## TEXT SECTION
Throughout Arabia, Jews continued to oppose the Hanifiya to the best of their ability but in the end their tribes were crushed, the last major confrontation being at Khaybar, an oasis on the western plateau to the north of Yathrib noted for its vegetables, grains, silk garments, metal tools and instruments of war. Six clans allied by blood and religion lived in fortresses and surrounding villages, each with its own fields and plantations. Some of the plantations were enormous. One contained 40,000 palm trees, another 12,000. Because of lack of unity and collaboration between the clans, allowing the Hanifiya to conquer their separate strongholds one by one, they were defeated and became the Hanifs’ vassals. Many Jews remained in Arabia, but they ceased to count in Arabian politics and lost much of their wealth.

The Yathrib population, which previously was about 20,000, had been halved by the purge of the Jews, but grew again as converts and chancers arrived from Bedouin tribes. Many Bedouin tribesmen were attracted by the prospect of booty, joining raids and campaigns in hopes of plunder. Historian Sir William Muir wrote in 1861 that the prospect of enrichment fanned a ‘zeal for active service’. And the service was indeed active. The need for loot kept raiding parties busy. According to al-Waqidi, one raid targeted a Bedouin clan that roamed the desert highlands sixty miles east of Yathrib and was known to possess numerous livestock. The raiding party of thirty men, led by a commander named Khalid ibn al-Walid, who had already acquired a reputation for bloodthirstiness, took a couple of days on horseback to reach their destination and position themselves for an attack. They stealthily surrounded the Bedouin camp on a clear moonlit night and attacked it in a cavalry charge at dawn, catching their victims wholly by surprise, sleepy and unprepared, and hacking to death all who ran out of their tents to defend themselves. The survivors fled, abandoning 150 camels, 3,000 goats and all their tents and personal belongings. The raiders grabbed everything that could be carried and herded the livestock back to Yathrib.

## EXTRACTED RECORDS
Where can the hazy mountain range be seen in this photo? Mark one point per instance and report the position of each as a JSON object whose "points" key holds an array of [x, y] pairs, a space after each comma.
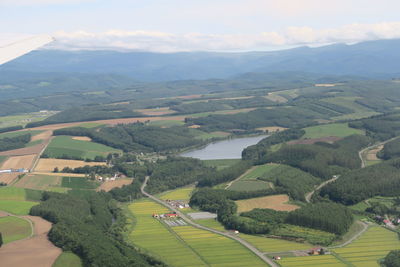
{"points": [[374, 59]]}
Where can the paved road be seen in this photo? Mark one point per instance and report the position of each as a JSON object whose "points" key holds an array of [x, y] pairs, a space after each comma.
{"points": [[189, 221], [310, 194]]}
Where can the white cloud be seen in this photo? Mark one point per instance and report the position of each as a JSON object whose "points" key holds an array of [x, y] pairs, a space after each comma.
{"points": [[167, 42]]}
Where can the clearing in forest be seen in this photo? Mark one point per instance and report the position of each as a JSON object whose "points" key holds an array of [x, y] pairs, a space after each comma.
{"points": [[328, 130], [276, 202]]}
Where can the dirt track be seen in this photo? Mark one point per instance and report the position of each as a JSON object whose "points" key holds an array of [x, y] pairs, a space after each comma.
{"points": [[37, 251]]}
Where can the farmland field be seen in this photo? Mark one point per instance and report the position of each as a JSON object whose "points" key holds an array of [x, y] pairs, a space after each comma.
{"points": [[249, 185], [349, 102], [178, 194], [185, 245], [334, 129], [217, 250], [68, 259], [276, 202], [12, 193], [66, 146], [373, 245], [78, 183], [306, 261], [41, 182], [258, 171], [14, 228], [151, 235], [17, 207], [48, 165], [266, 244]]}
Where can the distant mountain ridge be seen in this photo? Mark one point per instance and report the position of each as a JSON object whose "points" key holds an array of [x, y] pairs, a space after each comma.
{"points": [[373, 59]]}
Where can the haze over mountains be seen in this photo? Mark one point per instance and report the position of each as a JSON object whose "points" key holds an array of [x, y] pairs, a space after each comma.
{"points": [[373, 59]]}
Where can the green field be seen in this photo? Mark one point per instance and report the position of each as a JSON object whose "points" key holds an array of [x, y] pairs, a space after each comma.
{"points": [[185, 245], [17, 207], [68, 259], [78, 183], [373, 245], [334, 129], [258, 171], [212, 223], [12, 193], [166, 123], [308, 261], [349, 102], [249, 182], [66, 146], [14, 228], [221, 163], [266, 244], [217, 250], [178, 194], [14, 134], [249, 185], [154, 237]]}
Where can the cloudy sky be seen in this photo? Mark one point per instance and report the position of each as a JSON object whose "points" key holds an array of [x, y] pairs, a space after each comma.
{"points": [[193, 25]]}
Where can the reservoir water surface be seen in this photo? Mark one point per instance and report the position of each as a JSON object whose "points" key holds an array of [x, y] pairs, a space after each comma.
{"points": [[226, 149]]}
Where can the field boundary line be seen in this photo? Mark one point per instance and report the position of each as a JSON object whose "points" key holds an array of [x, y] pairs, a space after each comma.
{"points": [[189, 221]]}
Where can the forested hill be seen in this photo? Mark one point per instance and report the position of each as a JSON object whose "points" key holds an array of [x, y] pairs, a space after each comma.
{"points": [[336, 59]]}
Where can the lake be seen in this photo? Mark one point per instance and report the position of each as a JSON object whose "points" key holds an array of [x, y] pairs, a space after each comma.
{"points": [[226, 149]]}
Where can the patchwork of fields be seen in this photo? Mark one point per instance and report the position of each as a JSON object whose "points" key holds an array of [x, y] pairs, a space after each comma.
{"points": [[185, 245], [373, 245], [62, 146]]}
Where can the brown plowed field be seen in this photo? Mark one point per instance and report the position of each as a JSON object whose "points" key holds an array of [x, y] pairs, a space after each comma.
{"points": [[48, 165], [277, 202], [16, 163], [329, 139], [37, 251], [107, 186]]}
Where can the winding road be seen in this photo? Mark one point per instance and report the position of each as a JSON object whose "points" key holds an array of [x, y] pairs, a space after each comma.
{"points": [[190, 222]]}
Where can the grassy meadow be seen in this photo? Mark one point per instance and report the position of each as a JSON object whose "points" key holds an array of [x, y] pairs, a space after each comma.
{"points": [[14, 228], [65, 145], [68, 259]]}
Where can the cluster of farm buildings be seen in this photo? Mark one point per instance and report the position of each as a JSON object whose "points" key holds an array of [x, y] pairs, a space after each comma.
{"points": [[177, 204]]}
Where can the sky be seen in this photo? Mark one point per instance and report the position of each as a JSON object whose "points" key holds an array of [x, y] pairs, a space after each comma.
{"points": [[199, 25]]}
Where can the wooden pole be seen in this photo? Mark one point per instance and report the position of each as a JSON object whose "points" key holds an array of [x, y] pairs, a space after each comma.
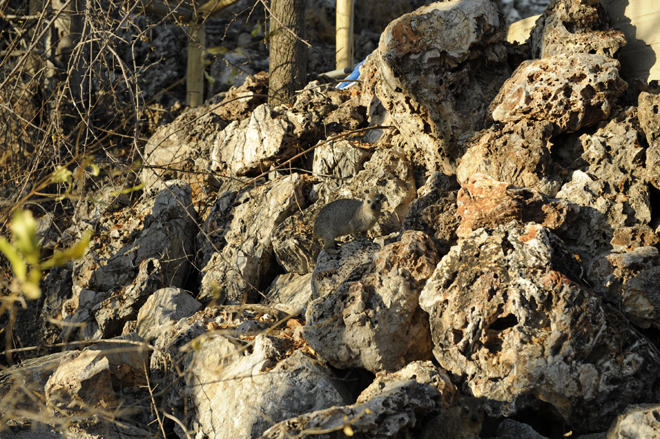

## TASK SET
1. In the text on Khaybar and Yathrib, translate this sentence into Spanish: "Six clans allied by blood and religion lived in fortresses and surrounding villages, each with its own fields and plantations."
2. Arrange everything in the records from the line containing "Where can the sky" down to the end of the records as a JSON list of strings, one string per line, with blank lines skipped and the pictures left out.

## RESPONSES TO THE TASKS
1. Seis clanes unidos por la sangre y la religión vivían en fortalezas y aldeas circundantes, cada uno con sus propios campos y plantaciones.

2.
[
  "Where can the sky be seen in this photo? Mark one point per instance and report the position of each as a JSON object whose \"points\" key holds an array of [x, y] pairs, a space after each comma.",
  "{\"points\": [[199, 25]]}",
  "Where can the wooden pole be seen in this photo? Mark one point per instance and report the position of each as a JSON object whose \"points\" key holds an array of [x, y] pairs, a space after each comma."
]